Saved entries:
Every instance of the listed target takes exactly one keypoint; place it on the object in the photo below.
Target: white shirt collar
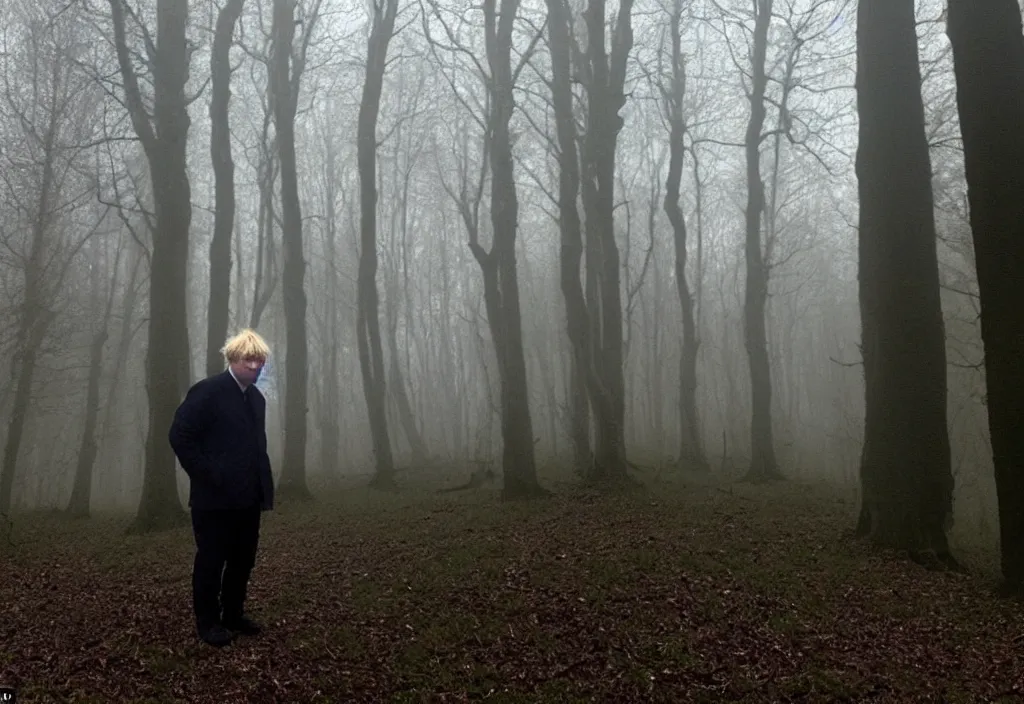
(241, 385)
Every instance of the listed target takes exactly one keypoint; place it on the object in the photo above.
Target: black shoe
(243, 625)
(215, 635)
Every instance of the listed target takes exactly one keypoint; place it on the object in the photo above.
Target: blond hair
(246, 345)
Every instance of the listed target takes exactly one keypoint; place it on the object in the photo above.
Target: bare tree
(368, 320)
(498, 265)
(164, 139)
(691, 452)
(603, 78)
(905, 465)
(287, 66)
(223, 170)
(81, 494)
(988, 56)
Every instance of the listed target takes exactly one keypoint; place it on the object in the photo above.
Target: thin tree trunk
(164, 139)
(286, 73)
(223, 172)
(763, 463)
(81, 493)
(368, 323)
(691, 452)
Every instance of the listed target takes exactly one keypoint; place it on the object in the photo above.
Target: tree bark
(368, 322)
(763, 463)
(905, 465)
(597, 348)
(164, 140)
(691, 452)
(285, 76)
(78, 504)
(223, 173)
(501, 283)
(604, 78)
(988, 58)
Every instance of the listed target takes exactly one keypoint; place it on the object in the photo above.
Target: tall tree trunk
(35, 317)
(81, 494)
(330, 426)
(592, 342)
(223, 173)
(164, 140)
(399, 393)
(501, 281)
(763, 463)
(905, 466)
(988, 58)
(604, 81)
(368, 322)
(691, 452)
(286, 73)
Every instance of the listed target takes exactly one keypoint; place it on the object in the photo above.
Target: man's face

--

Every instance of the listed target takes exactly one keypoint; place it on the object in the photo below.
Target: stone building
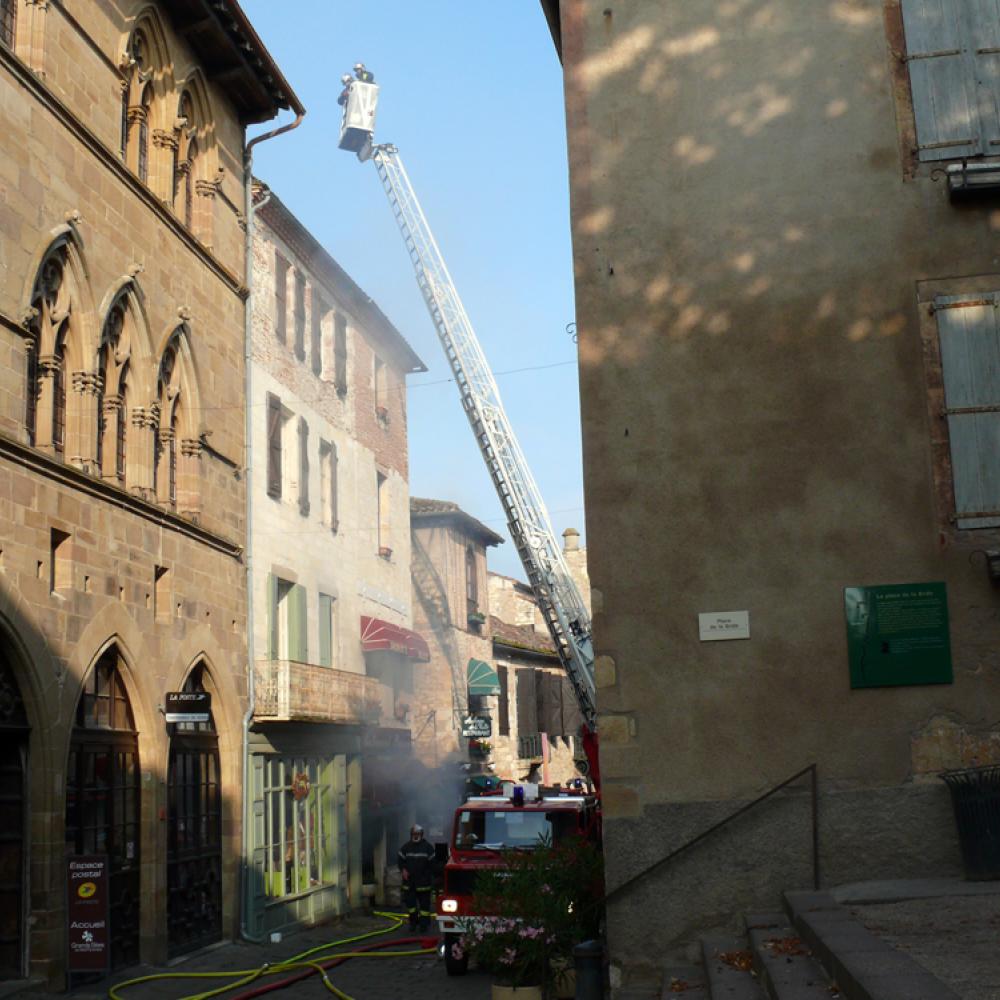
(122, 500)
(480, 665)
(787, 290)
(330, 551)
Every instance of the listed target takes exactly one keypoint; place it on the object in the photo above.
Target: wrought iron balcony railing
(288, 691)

# What this task involves
Select every line of the material above that contains the string "tree", treating uppercase and lowercase as different, and copy those lines.

# Answer in full
Target: bare tree
Target: thin tree trunk
Target: tree bark
Target: tall tree trunk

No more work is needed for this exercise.